Page text

***

State House News on RSAs Governing Withdrawal

Guest contribution by Arthur Green

On Thursday, the NH House Education Committee acted on HB1303, my bill to clarify the RSAs governing withdrawal from a cooperative school district (background here).

The bill was passed out of committee, amended to establish a legislative commission to study the matter and to recommend changes to the law.  The recommendation out of the house committee was unanimous, and the item is on the consent agenda for the house on March 9.

The terms of reference are to study

  • the process for initiating a withdrawal study
  • the process for approving a withdrawal plan
  • how assets are valued and apportioned among the member districts
  • how to determine what a withdrawing district owes to the cooperative

The proposed commission is to produce an interim report by Jan. 1 2017, and final recommendations for changes to the law by Nov. 1 2017.

Unfortunately, I can’t locate an online link for the amended bill, but Rep. Sanders kindly sent us the text in email:  Amendment to HB 1303 March 3 2016.

I’d like to once again thank the State Reps and Senators who graciously sponsored my proposed bill – Reps Ken Weyler, Jim Devine, Chris True, and Senators Regina Birdsell and Kevin Avard, as well as all the members of the House Education Committee who gave this matter their serious attention, both at public hearing and in their executive deliberations.

It would have been gratifying had the legislators simply passed what we asked them for, but that’s not reality.  The NH legislature is dealing with something like 1,000 bills this year.  This one could easily have been deemed “ITL” (inexpedient to legislate).  Instead, the committee accepted our argument that the issues we raised are material to all the cooperative districts in the state.

We know of three towns which have withdrawal articles on the ballot, and there may be more.  Without action on the ambiguities in the current law, the Timberlane experience last year provides those cooperative districts with a template for nullifying the right of pre-existing districts to have an orderly process for considering withdrawal.

***

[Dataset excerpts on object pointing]
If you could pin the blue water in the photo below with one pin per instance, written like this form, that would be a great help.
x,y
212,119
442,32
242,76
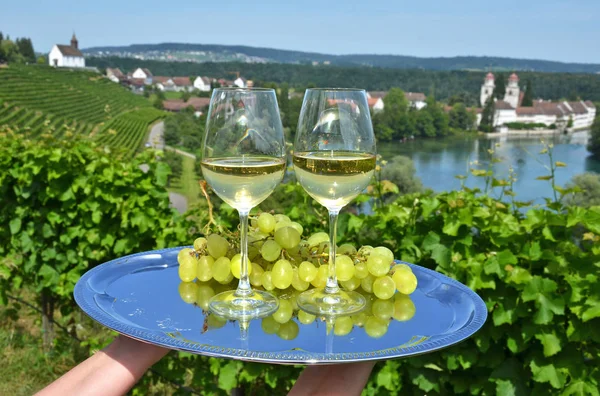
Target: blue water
x,y
438,161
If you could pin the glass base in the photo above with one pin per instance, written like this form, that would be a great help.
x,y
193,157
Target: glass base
x,y
258,304
318,302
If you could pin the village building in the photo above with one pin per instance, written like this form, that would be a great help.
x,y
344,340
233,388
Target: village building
x,y
66,55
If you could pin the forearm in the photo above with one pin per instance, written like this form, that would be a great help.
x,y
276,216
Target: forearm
x,y
339,379
112,371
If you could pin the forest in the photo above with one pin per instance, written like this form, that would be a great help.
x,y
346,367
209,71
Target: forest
x,y
441,84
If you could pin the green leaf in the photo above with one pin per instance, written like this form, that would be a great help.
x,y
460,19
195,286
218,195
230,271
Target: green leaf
x,y
228,375
549,177
541,291
591,313
581,388
548,373
15,225
550,342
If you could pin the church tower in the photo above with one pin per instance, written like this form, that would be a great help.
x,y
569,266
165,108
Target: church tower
x,y
74,42
512,91
487,89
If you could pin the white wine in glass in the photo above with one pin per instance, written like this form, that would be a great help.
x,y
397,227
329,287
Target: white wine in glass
x,y
334,160
243,161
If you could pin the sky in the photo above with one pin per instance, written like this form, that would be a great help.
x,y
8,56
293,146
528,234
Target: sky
x,y
567,31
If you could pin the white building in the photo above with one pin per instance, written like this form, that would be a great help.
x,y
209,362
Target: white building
x,y
580,114
66,55
202,84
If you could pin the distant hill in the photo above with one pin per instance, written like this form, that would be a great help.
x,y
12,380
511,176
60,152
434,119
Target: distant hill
x,y
39,99
230,53
443,84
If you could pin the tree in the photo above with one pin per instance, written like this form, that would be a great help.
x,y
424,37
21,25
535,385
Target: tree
x,y
500,89
528,95
460,118
589,184
594,142
487,116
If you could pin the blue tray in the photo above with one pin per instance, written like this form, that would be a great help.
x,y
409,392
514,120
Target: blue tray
x,y
138,295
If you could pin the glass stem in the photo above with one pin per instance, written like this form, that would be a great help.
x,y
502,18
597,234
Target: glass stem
x,y
244,289
332,286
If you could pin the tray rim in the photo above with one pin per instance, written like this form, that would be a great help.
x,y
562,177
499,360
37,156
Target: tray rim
x,y
284,357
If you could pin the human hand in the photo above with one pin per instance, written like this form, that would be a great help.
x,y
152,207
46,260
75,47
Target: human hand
x,y
339,379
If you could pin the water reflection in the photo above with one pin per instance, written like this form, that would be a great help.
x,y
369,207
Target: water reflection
x,y
439,161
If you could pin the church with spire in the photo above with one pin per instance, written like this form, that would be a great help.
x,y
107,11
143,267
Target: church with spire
x,y
67,55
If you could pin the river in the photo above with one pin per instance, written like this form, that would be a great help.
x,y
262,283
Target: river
x,y
439,161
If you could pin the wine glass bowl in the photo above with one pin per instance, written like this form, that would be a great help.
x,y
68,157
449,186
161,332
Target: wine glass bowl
x,y
334,160
243,160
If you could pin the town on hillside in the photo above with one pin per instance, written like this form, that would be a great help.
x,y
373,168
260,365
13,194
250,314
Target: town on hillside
x,y
503,113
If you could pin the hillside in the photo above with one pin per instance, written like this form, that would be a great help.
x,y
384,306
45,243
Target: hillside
x,y
442,83
240,53
36,99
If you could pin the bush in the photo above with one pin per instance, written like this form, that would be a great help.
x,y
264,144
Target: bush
x,y
68,206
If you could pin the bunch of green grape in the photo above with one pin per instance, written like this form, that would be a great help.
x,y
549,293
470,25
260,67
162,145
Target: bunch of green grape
x,y
287,321
280,259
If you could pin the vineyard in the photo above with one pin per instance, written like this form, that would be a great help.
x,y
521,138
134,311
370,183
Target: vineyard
x,y
36,98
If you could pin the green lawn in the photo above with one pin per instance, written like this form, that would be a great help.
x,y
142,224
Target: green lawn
x,y
187,184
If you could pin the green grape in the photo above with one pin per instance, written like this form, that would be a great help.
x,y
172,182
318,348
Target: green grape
x,y
344,268
217,245
383,309
266,223
204,268
187,292
321,278
188,266
203,296
347,249
269,325
200,244
404,308
222,269
361,270
385,253
384,287
406,282
279,218
351,284
252,252
298,283
282,274
359,319
375,327
343,326
284,312
365,250
288,330
270,250
317,239
287,237
236,266
377,265
401,267
367,283
306,318
215,322
267,281
307,271
256,275
296,226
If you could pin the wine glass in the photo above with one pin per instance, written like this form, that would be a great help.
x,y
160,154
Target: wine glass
x,y
243,160
334,160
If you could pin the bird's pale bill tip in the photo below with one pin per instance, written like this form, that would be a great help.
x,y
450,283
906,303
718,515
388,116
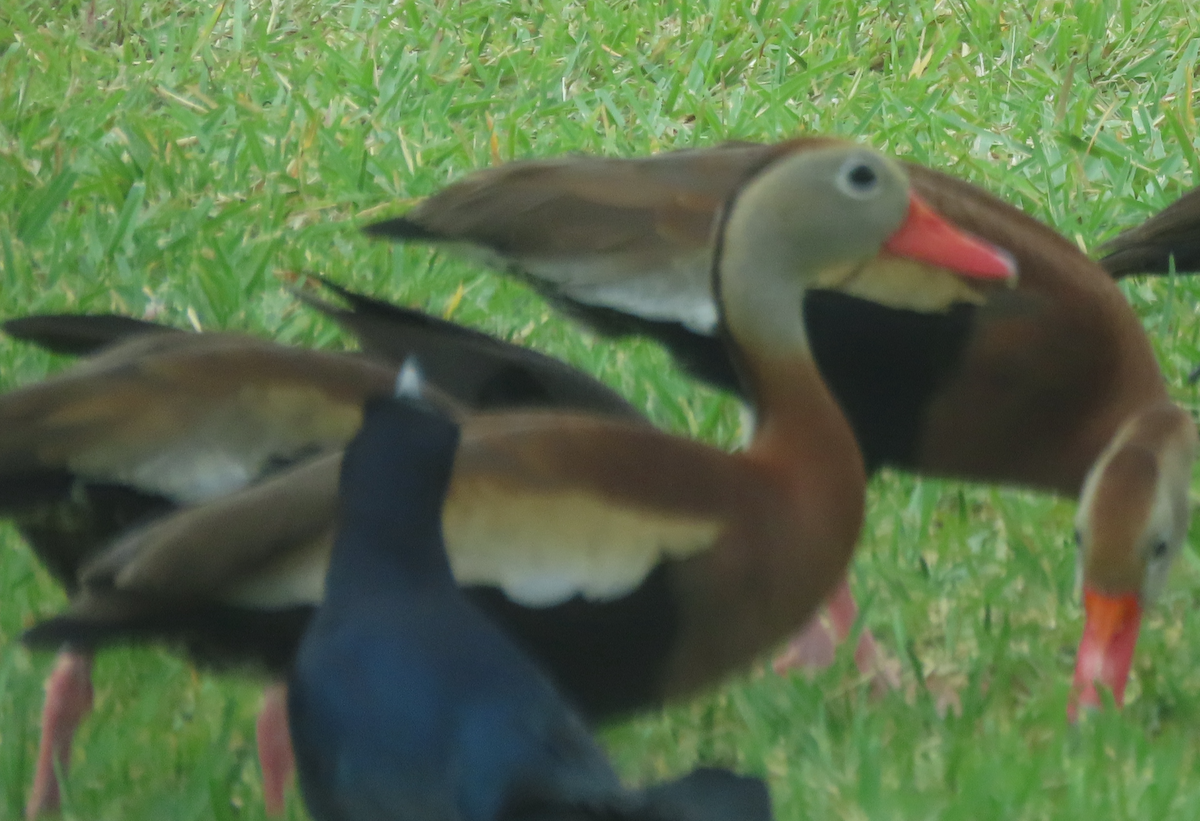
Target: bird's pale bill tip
x,y
1105,652
409,381
928,237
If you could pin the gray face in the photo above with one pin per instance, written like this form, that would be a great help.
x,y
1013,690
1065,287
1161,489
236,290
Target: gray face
x,y
822,208
799,217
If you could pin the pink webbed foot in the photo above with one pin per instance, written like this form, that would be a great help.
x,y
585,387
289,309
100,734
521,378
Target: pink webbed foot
x,y
813,648
69,699
275,754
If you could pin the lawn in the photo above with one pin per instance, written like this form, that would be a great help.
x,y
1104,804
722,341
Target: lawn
x,y
184,160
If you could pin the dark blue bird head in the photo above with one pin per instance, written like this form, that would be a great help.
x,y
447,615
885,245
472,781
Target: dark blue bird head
x,y
395,477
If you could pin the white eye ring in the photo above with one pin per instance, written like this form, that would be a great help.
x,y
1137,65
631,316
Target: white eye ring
x,y
858,179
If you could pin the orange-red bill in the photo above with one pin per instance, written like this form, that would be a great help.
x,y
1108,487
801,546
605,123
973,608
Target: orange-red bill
x,y
1105,653
929,238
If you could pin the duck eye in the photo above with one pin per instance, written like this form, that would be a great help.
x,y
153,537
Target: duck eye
x,y
858,180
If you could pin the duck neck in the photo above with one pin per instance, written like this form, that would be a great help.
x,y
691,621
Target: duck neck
x,y
801,433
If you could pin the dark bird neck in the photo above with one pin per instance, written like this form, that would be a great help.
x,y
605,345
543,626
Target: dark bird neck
x,y
395,477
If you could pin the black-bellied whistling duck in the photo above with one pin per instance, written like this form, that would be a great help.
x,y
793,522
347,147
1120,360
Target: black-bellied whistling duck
x,y
479,732
1027,388
637,565
1149,249
1132,521
163,418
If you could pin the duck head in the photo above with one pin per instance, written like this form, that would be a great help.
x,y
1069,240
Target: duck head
x,y
1132,522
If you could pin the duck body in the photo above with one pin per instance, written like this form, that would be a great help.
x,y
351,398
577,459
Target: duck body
x,y
1171,234
157,419
1023,387
587,523
405,700
1029,387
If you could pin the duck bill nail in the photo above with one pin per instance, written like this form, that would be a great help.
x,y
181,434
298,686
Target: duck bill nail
x,y
1105,652
929,238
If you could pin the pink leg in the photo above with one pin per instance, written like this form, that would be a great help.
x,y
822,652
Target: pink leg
x,y
868,658
813,648
275,747
69,699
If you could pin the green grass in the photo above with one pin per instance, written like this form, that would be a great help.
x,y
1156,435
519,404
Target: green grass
x,y
172,159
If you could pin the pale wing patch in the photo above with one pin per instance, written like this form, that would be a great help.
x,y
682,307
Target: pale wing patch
x,y
539,547
677,292
543,547
297,580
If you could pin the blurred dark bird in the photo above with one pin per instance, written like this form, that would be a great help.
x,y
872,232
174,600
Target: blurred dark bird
x,y
1149,249
407,702
157,418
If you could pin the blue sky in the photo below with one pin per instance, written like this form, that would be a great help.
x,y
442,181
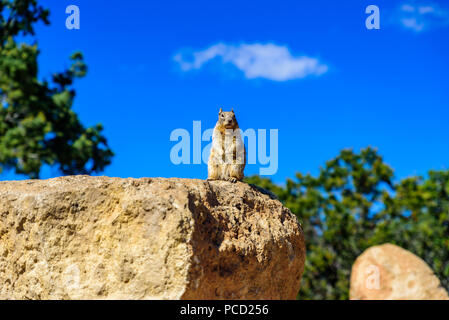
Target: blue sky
x,y
308,68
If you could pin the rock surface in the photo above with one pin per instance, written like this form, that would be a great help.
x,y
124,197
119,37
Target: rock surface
x,y
388,272
83,237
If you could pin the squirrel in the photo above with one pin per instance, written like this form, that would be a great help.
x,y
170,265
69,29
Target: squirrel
x,y
227,158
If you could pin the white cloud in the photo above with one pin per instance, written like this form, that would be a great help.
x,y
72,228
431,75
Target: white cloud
x,y
267,61
420,17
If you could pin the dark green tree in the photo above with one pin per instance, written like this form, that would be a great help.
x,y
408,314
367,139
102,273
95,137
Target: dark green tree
x,y
353,204
37,125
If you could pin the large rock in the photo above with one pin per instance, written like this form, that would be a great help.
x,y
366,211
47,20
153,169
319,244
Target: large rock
x,y
388,272
83,237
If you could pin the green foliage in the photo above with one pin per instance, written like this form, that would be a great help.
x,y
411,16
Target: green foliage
x,y
37,125
353,204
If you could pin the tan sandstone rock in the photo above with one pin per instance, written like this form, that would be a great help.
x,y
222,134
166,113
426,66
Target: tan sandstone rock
x,y
83,237
388,272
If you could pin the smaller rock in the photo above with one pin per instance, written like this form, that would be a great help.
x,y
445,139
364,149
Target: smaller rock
x,y
388,272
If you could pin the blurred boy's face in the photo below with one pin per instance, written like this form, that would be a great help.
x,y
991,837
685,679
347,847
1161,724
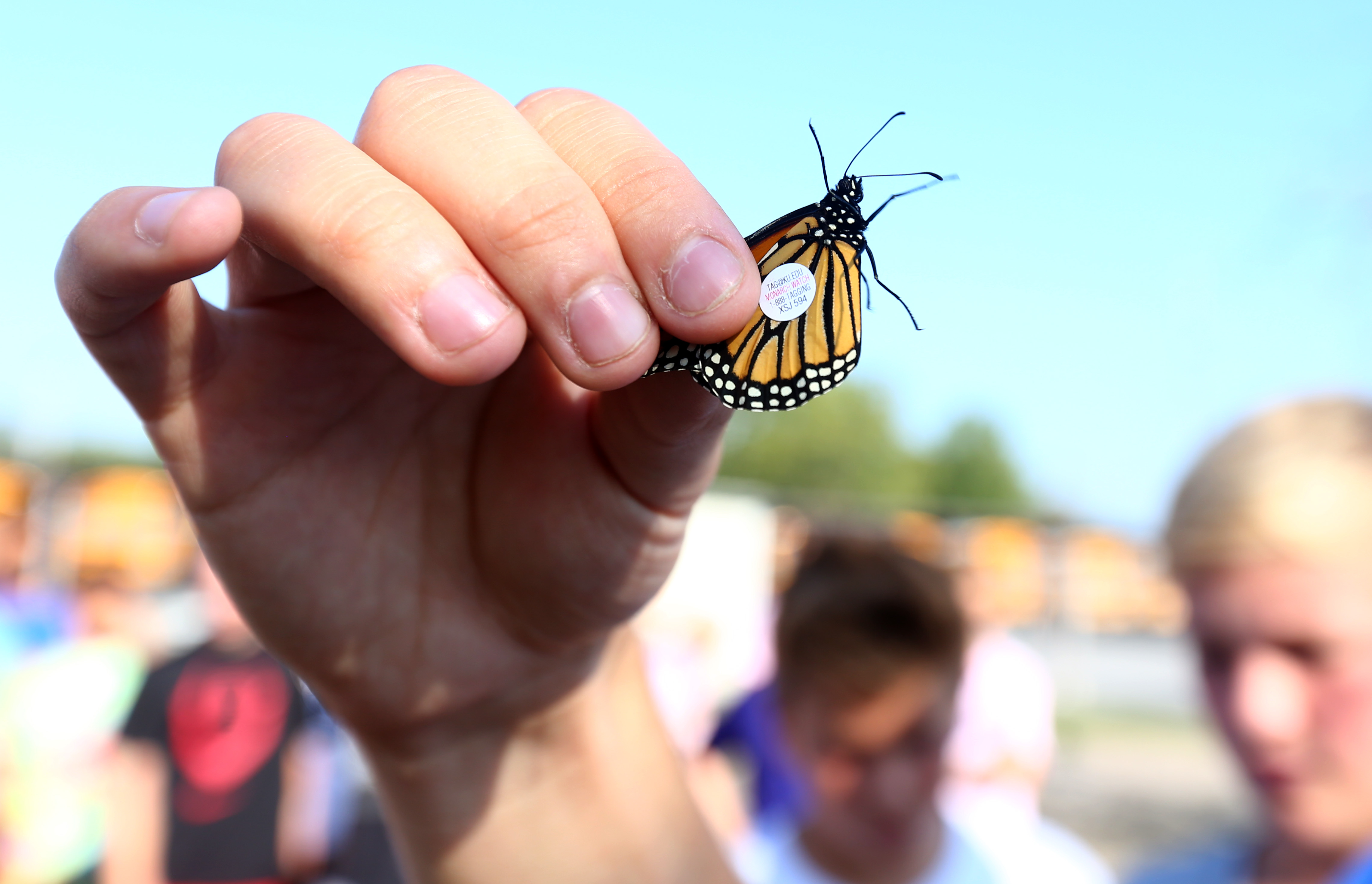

***

What you will do
Please continue the article on the school district withdrawal bill, picking up right after its last sentence.

Task result
Could this have an impact on a Sandown withdrawal from Timberlane, in the event that Warrant Article 13 should pass on March 8?

At first blush, the answer is no – since the Commission would produce recommendations in Nov. 2017, which could not become law until spring of 2018.  However, it is also possible that the interim report Jan. 1 2017 might recommend changes addressing specific pain points, particularly if any 2016 withdrawal processes show a pattern of abuse similar to what occurred in Timberlane last year.



Filed under Sandown Issues

7 responses to “State House News on RSAs Governing Withdrawal

  1. Curt Springer

    They passed what you *should* have asked for: interim study. They were smart enough not to take sides.

    And I don’t understand what the rush is with this second secession effort. Not that I would likely support it in two years, but moving ahead now is cruel to both your supporters and detractors. If somehow your current effort gets to the State BOE, it will die because of the $7miillion buyout (or whatever it is). The current law is crystal clear. I don’t know why you think the State Board would interpret it differently. They will ask their lawyer, if they haven’t already, and s/he will interpret just the same way any lawyer would, as defined by the NH Supreme Court, first the plain text in context then if that fails legislative history (documented, not peoples’ recollections). Have you paid a lawyer yet for an interpretation? If not you should.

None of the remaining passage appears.